_What the task requires_:
Put the lines of the listing below into a JSON list of strings, one string per line and with blank lines left out, covering only the part from the line containing "Question: Looking at the photograph above, identify the coffee" through the end of the listing.
------ Items ------
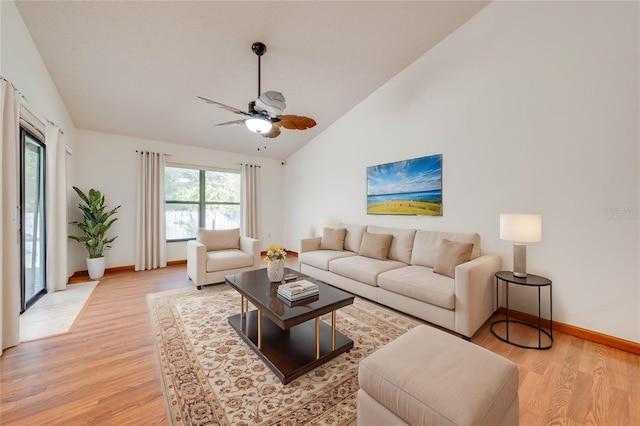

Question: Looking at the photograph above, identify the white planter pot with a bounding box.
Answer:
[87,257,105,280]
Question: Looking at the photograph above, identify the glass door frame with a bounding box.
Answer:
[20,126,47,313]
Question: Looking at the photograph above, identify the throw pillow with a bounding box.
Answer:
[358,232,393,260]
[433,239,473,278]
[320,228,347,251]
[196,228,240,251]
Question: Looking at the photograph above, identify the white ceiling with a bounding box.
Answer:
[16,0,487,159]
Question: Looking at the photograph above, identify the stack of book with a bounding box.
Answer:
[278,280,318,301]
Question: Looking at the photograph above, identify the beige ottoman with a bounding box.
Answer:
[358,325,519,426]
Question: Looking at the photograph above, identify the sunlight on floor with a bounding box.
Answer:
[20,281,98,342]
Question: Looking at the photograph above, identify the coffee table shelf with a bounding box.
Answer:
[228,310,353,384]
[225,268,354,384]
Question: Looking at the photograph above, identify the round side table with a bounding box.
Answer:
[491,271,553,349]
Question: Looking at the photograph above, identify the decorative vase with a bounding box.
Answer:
------
_Output for this exercise_:
[
  "Question: Looking at the photograph above, identify the coffee table shelf with a bounding box.",
  "Answer:",
  "[228,310,353,384]",
  "[225,268,354,384]",
  "Question: Looking at the photograph above, identify the round side table with a bounding box.",
  "Answer:",
  "[491,271,553,349]",
  "Question: Looking at the photograph above, identify the decorative vase with a bounding box.",
  "Answer:"
]